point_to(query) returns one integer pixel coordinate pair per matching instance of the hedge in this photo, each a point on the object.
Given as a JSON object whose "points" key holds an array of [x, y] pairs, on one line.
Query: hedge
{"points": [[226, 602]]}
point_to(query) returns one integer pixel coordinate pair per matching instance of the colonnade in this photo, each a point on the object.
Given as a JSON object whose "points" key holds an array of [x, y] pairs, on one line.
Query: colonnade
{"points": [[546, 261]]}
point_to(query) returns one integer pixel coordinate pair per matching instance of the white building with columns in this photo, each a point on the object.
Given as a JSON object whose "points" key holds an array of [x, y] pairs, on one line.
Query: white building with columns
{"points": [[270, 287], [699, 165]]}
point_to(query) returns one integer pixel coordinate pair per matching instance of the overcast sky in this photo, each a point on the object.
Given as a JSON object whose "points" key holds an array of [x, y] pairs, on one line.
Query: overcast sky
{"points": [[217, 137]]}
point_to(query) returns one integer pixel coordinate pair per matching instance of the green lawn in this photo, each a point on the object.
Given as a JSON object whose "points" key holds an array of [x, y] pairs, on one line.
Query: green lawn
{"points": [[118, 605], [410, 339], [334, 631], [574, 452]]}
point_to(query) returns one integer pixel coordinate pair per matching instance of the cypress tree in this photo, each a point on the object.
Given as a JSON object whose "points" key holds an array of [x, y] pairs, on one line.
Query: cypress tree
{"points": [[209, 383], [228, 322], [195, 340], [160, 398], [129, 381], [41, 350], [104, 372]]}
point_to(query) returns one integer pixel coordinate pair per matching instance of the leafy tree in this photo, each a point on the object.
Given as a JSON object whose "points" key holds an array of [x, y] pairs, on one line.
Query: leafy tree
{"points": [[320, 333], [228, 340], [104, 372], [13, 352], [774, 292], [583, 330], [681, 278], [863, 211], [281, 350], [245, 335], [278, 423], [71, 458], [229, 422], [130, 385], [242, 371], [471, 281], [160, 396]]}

### HOW TO COMPLETE THIS TASK
Each line from the top of the records through the one with "of the colonnade" should be returned exactly. Leave out everything else.

### COMPLETED TASK
point_to(query) returns one integer pixel coordinate pair per matching instance of the hedge in this photo, each a point on the object.
Given as a JSON object whose "points" key holds an array of [x, y] pairs, on one line.
Query: hedge
{"points": [[226, 602]]}
point_to(query) returns one integer pixel coordinate pair per matching instance of the colonnade in this photo, each a point on the object.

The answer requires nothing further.